• **DATA EXTRACT**

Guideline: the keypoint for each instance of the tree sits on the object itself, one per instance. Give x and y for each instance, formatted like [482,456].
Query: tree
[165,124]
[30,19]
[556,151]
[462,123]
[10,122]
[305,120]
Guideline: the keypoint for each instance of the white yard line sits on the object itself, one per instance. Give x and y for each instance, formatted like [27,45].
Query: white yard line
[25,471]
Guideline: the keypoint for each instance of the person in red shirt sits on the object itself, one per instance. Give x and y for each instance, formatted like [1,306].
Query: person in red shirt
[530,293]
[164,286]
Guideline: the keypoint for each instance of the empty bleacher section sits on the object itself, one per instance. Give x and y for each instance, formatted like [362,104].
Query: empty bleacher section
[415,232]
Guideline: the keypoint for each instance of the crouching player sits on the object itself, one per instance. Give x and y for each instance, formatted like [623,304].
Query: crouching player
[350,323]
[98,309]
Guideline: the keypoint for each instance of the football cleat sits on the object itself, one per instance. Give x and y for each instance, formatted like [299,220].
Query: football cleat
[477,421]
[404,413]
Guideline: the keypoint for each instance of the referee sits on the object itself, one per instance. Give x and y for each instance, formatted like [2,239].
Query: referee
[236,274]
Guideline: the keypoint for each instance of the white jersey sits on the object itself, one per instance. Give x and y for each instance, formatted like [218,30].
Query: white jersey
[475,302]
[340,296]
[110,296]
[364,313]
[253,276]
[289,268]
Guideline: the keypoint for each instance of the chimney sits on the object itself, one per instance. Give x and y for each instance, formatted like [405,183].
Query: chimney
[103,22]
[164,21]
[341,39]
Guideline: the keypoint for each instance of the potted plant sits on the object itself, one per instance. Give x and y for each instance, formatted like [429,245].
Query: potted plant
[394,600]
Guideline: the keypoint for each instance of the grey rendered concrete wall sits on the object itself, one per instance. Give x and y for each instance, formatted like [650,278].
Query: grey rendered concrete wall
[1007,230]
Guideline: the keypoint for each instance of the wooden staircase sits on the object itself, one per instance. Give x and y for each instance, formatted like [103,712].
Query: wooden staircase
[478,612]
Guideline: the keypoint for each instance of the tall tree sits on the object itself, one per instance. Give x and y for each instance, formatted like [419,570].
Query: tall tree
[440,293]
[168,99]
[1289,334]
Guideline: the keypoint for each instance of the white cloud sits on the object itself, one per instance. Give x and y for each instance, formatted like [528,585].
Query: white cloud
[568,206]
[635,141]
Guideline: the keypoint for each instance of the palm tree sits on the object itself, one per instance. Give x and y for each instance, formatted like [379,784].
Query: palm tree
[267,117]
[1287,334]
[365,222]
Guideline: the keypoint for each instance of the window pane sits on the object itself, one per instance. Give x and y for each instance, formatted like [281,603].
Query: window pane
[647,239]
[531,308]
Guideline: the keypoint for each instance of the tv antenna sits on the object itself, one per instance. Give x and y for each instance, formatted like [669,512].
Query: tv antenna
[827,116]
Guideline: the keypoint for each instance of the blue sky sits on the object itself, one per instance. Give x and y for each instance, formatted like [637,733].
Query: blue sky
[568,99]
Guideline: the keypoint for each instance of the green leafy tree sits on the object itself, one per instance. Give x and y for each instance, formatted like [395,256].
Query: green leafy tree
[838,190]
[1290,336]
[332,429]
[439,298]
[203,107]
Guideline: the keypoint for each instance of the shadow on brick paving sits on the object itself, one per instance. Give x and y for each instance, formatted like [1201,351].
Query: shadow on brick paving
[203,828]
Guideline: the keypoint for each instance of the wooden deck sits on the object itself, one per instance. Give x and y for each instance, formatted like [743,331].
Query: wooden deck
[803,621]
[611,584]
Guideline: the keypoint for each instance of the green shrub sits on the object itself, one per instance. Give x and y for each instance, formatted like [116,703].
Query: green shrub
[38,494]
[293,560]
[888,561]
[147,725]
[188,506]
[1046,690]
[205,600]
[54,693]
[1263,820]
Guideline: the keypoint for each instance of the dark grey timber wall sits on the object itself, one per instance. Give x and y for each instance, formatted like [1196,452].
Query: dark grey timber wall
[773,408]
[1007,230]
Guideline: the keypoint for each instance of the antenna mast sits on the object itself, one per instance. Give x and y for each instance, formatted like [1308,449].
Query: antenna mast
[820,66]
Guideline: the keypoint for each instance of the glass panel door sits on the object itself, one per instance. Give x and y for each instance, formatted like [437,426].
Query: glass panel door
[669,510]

• **PROBLEM DETAILS**
Write out the full listing, keeping every line exactly as it is.

• **FINAL RESULT**
Guideline: the keypoint for each instance of the tree sits on the object itself, one per instance. Give x and y for each instance, formatted like [482,456].
Query: tree
[165,124]
[30,19]
[556,151]
[462,123]
[10,122]
[305,120]
Guideline: the keypoint for each instance of the white yard line sits on the object itself, one per instance. Give x and y for each instance, formatted like [27,45].
Query: white yard line
[25,471]
Guideline: the keypoint for each instance of the person in red shirt sits on the object itself, one per instance. Give x and y for each instance, formatted like [1,306].
Query: person in red shirt
[530,293]
[164,286]
Guideline: the keypoint for each instance of the empty bleacher section sits on the object itself, one per instance. Give x and y for each instance, formatted like [362,104].
Query: empty bleacher section
[415,232]
Guideline: the keypoint for each instance of the crouching player sits on the object itself, one per instance. Give x and y for each instance, formatted like [623,304].
Query: crouching player
[350,323]
[98,309]
Guideline: the keypoint for each instance of the football cleat sits on the object itself, one per instance. Give x and y for each instance, formatted like [299,220].
Query: football cleat
[477,421]
[404,413]
Guideline: the keypoint for each instance of the referee sits on the object itself, one per instance. Give x and y for each instance, formatted like [2,239].
Query: referee
[236,274]
Guideline: the keypoint for each instance of the white jersey sits on the object itself, one per instance. Give x and y for each instance, formatted like [218,30].
Query: white jersey
[475,302]
[340,296]
[110,296]
[364,313]
[253,276]
[289,268]
Guideline: the keypoint for each instance of the chimney sits on the object itself, one per instance. Give x and y for each instance, formatted like [405,183].
Query: chimney
[103,22]
[164,21]
[341,39]
Guideline: the keypoint for each instance of the potted plant sits on the object itself, one per instance. Give x and y for each instance, formatted like [429,245].
Query: potted plant
[394,600]
Guideline: the keypoint for each instance of the grey rendered concrete wall sits on the object itself, one per instance. Give x and y for each instance, formatted like [650,278].
Query: grey rendered concrete wall
[1007,230]
Guideline: the keypoint for each instance of the wooden staircase sits on the object itself, one per instance. Give x and y for each instance, formatted like [103,712].
Query: wooden staircase
[478,612]
Guideline: the keypoint for each instance of the tall tree sits on the object itself, one per instance. Give x and y for each instance, formatted like [419,570].
Query: tall tree
[440,293]
[168,99]
[1289,334]
Guideline: the keypoint for each instance of the white cloud sits on the object itself, one per instance. Give x and y for each instance, formatted like [528,585].
Query: white cloud
[568,206]
[635,141]
Guideline: the keypoint for each instance of the palm tree sits on the object itself, one per instance. Give x and y for each instance, formatted like [379,784].
Query: palm tree
[267,117]
[1287,334]
[365,222]
Guideline: the keypoint for each instance of the window pane sits on the object itself, one per instance. Give x and y for each instance, formatted like [281,603].
Query: window pane
[647,239]
[531,308]
Guideline: the keypoint for each instance of the tv antenna sits on the object itself, one per instance. Give x and y for each instance, formatted like [669,512].
Query: tv antenna
[827,116]
Guideline: the keypoint for each instance of the blue sky sits on the object itself, one per instance. Give x and y for each instance, formatted like [637,733].
Query: blue sky
[568,99]
Guideline: the keypoint for each instance of the green leafy tree sits on the object itself, one per instance. Give x and y for each instance, formatted like [395,256].
Query: green leafy tree
[838,190]
[1290,336]
[332,429]
[439,298]
[203,107]
Guideline: the keypoint for each instance of the shadow on brick paving sits on the object itself, one per instance. Give x and y for each instance, formatted like [1201,351].
Query: shadow on brick paving
[203,828]
Guideline: the keypoint for each instance of the wooden deck sits on the object itself, one per instance. Give x and y for each instance, formatted like [743,331].
Query: wooden deck
[803,621]
[611,584]
Guideline: the keypoint for each instance of the green shrub sits on the object itself, one per instance. Give x and y for each instance, formatted like [116,703].
Query: green shrub
[38,494]
[293,560]
[888,561]
[147,725]
[188,506]
[1046,690]
[205,600]
[54,693]
[1263,820]
Guideline: the keypoint for each instance of the dark grey timber wall sits on the object itself, one per instance. Give x and y for each instance, formatted like [1196,452].
Query: dark grey timber wall
[773,408]
[1007,230]
Guideline: the keypoint for each instance of the antenna mast sits on the object itself, one per instance. Give x and y for each instance, formatted like [1308,449].
Query: antenna mast
[820,66]
Guideline: the keypoint for each instance of the glass panel door sits on the object itself, one per instance. Give x and y for each instance, formatted like [437,426].
Query: glass panel door
[669,510]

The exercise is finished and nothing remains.